• Task goal:
Transcribe the part of the mailing-list message about the oom_reaper and robust futex race from "Messages sorted by: [ date" up to and including "Reaping & Robust Futex)".

• Provided passage:
***
Re: [PATCH v5] mm/oom_kill.c: futex: Close a race between do_exit and the oom_reaper

From: Nico Pache
Date: Wed Apr 06 2022 - 15:33:01 EST

Next message: kernel test robot: "[ammarfaizi2-block:robh/linux/dt/pop-pci-nodes 2/2] drivers/pci/of.c:84: undefined reference to `.of_attach_node'"
Previous message: patchwork-bot+netdevbpf: "Re: [PATCH bpf-next] bpf/selftests: use bpf_num_possible_cpus() in per-cpu map allocations"
In reply to: Nico Pache: "Re: [PATCH v5] mm/oom_kill.c: futex: Close a race between do_exit and the oom_reaper"
Messages sorted by: [ date ] [ thread ] [ subject ] [ author ]

On 4/6/22 11:22, Nico Pache wrote:
>
>
> On 3/22/22 09:17, Thomas Gleixner wrote:
>> On Tue, Mar 22 2022 at 09:26, Michal Hocko wrote:
>>> On Mon 21-03-22 19:57:24, Davidlohr Bueso wrote:
>>>> On Mon, 21 Mar 2022, Nico Pache wrote:
>>>>
>>>>> We could proceed with the V3 approach; however if we are able to find a complete
>>>>> solution that keeps both functionalities (Concurrent OOM Reaping & Robust Futex)
>>>>> working, I dont see why we wouldnt go for it.
>>
>> See below.
>>
>>>> Because semantically killing the process is, imo, the wrong thing to do.
>>>
>>> I am not sure I follow. The task has been killed by the oom killer. All
>>> we are discussing here is how to preserve the robust list metadata
>>> stored in the memory which is normally unmapped by the oom_reaper to
>>> guarantee a further progress.
>>>
>>> I can see we have 4 potential solutions:
>>> 1) do not oom_reap oom victims with robust futex metadata in anonymous
>>> memory. Easy enough but it could lead to excessive oom killing in
>>> case the victim gets stuck in the kernel and cannot terminate.
>>> 2) clean up robust list from the oom_reaper context. Seems tricky due to
>>> #PF handling from the oom_reaper context which would need to be
>>> non-blocking
>>> 3) filter vmas which contain robust list. Simple check for the vma
>>> range
>>> 4) internally mark vmas which have to preserve the state during
>>> oom_reaping. Futex code would somehow have to mark those mappings.
***
• Entries from a pointing dataset:
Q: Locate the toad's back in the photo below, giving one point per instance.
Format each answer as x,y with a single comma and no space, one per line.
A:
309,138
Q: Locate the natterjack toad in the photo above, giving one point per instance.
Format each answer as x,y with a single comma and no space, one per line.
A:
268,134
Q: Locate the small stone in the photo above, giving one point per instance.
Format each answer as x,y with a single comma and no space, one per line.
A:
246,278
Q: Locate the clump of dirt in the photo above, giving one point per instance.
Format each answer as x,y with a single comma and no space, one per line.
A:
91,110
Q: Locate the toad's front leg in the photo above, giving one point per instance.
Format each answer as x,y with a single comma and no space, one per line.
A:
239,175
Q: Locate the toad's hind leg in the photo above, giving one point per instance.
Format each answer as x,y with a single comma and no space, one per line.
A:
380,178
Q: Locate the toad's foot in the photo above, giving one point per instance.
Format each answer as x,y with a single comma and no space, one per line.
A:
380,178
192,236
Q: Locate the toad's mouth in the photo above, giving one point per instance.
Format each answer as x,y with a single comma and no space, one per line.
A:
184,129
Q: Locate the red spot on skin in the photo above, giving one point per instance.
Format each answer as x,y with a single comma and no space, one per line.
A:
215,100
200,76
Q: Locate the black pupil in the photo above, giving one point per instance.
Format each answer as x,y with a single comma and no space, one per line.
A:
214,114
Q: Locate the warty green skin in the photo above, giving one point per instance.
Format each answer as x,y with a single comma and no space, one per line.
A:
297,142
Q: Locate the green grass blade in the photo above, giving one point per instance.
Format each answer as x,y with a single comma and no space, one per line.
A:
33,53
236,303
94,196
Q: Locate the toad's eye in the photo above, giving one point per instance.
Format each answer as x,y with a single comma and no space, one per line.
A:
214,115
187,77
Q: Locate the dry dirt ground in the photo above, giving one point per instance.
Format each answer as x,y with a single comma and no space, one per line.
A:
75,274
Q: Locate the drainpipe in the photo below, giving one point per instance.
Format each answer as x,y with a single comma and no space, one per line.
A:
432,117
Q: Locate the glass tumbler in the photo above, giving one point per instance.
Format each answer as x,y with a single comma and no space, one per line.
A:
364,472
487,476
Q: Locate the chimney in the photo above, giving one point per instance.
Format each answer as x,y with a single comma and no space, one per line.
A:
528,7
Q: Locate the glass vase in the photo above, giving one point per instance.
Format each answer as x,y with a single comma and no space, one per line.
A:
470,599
***
• Result for this exercise:
Messages sorted by: [ date ] [ thread ] [ subject ] [ author ]

On 4/6/22 11:22, Nico Pache wrote:
>
>
> On 3/22/22 09:17, Thomas Gleixner wrote:
>> On Tue, Mar 22 2022 at 09:26, Michal Hocko wrote:
>>> On Mon 21-03-22 19:57:24, Davidlohr Bueso wrote:
>>>> On Mon, 21 Mar 2022, Nico Pache wrote:
>>>>
>>>>> We could proceed with the V3 approach; however if we are able to find a complete
>>>>> solution that keeps both functionalities (Concurrent OOM Reaping & Robust Futex)